## Start TEXT SHOWN

Other Primary Investigator(s)

PI Affiliation
World Bank
PI Affiliation
World Bank

Additional Trial Information

Status
In development
Start date
2026-02-02
End date
2028-11-30
Secondary IDs
Prior work
This trial does not extend or rely on any prior RCTs.
Abstract
Wage subsidies are a central active labor market policy tool, yet international evidence on their effectiveness is mixed. We evaluate whether two service add-ons within Hungary’s Youth Guarantee wage-subsidy program improve outcomes for subsidized youth. Using a clustered randomized 2×2 factorial design, we estimate the separate and joint effects of (i) mentoring and (ii) an employer–youth information package. Both add-ons are intended to strengthen job retention and human-capital accumulation during subsidized employment by improving workplace adjustment and the structure of the employment relationship. Eligible participants are young job seekers entering subsidized employment and their hiring employers. Randomization occurs at job match and into four arms (mentoring only, information package only, both, or business-as-usual). We measure impacts on job retention, employment, and earnings, and intermediate outcomes on skills development and workplace integration using surveys and administrative data. Results will inform how public employment services can increase job stability and skill accumulation for young adults through scalable enhancements to wage subsidy programs.

## End TEXT SHOWN
## Start LISTING

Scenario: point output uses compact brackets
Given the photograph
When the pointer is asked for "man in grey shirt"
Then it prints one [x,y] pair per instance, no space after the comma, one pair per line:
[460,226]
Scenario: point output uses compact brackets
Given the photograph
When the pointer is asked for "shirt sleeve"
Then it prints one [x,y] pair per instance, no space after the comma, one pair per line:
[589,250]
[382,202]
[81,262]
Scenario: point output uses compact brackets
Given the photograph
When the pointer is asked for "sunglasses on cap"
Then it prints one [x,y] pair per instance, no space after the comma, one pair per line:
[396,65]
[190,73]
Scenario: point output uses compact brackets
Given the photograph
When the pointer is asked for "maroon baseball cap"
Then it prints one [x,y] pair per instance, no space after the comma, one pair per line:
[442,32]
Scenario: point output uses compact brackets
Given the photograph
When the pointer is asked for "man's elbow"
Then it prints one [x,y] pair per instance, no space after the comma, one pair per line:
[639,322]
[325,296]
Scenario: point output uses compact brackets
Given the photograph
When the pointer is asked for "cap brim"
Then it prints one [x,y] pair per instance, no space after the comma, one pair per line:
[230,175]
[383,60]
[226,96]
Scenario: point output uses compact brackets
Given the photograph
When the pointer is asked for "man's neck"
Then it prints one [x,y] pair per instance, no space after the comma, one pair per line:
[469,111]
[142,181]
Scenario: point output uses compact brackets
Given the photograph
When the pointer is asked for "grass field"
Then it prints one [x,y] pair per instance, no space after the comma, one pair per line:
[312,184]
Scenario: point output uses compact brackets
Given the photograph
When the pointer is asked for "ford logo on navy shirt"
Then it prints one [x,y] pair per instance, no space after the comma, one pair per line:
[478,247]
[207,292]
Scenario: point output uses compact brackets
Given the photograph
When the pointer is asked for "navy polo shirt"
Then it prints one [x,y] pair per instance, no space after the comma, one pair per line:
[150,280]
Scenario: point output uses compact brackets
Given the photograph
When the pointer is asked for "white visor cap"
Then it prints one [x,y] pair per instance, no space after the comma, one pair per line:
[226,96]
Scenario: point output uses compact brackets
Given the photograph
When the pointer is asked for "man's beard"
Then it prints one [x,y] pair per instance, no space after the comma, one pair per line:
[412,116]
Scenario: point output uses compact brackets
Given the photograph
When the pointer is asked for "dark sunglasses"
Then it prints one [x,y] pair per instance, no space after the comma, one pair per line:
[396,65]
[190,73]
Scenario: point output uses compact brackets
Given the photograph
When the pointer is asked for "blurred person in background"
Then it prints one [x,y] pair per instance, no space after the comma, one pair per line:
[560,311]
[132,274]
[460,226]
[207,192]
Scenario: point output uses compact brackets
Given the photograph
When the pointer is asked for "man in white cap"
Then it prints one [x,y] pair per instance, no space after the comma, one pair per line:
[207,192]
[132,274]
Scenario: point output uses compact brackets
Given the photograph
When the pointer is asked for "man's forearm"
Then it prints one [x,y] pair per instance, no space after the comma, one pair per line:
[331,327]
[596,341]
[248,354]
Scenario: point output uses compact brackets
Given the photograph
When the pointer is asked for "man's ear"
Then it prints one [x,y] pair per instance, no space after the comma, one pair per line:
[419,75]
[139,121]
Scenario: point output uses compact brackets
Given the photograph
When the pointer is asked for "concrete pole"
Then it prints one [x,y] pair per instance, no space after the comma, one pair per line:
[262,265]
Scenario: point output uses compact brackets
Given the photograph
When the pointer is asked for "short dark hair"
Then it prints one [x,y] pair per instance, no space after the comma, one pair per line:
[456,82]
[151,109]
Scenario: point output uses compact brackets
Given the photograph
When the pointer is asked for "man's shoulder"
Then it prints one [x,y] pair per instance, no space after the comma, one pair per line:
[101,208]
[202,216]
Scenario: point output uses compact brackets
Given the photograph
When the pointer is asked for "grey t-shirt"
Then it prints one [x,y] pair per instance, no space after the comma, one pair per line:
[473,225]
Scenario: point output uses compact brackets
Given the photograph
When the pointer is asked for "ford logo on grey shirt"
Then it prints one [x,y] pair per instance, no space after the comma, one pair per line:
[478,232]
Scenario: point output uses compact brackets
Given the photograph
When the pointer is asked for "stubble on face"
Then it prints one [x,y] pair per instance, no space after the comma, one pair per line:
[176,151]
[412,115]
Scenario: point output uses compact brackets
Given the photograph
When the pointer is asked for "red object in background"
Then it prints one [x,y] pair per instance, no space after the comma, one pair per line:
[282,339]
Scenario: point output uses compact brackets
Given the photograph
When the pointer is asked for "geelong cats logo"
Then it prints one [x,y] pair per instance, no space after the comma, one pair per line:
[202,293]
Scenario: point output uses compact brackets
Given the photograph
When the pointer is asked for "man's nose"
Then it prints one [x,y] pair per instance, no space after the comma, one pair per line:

## End LISTING

TASKS
1. Answer these from the trial description:
(a) On what date is the trial set to start?
(b) What status does the trial have?
(c) Into how many arms are participants randomized?
2. Please carry on the trial description from the end of its abstract.
None of the dataset entries are needed for this work.

ANSWERS
1.
(a) 2026-02-02
(b) In development
(c) Four

2.
External Link(s)

Registration Citation

Citation
Khan, Nausheen, Pascale Schnitzer and Zsuzsanna Vadle. 2026. "Enhancing Wage Subsidies: Evidence from a Randomized Controlled Trial." AEA RCT Registry. February 04. https://doi.org/10.1257/rct.17797-1.0
Experimental Details

Interventions

Intervention(s)
We evaluate two new services delivered alongside Hungary’s youth wage-subsidy program.

(1) The employer-youth information package, or Performance and Skills Information Package (PSIP) is a structured goal-setting and feedback program, intended to clarify expectations and document progress during the subsidized job. It includes a jointly developed performance plan, a mid-term check-in and final employer evaluation, an automatically generated skills certificate summarizing competencies gained, and an anonymous youth satisfaction survey.

(2) Mentoring is a light-touch mentoring support package to facilitate workplace integration during the subsidy period. It includes two small-group sessions (around five youths) near the start and end of the subsidy, individual follow-up calls for all participants, and a Mentor Helpdesk providing on-demand support to youth and employers.

Intervention Start Date
2026-02-02
Intervention End Date
2026-11-30

Primary Outcomes

Primary Outcomes (end points)
The primary outcomes capture job retention and post-program labor-market status and earnings. We will estimate impacts on completion of the wage-subsidy spell, employment status, and number of employed days, unemployment (registered jobseeker), inactivity, and monthly labor income.
Primary Outcomes (explanation)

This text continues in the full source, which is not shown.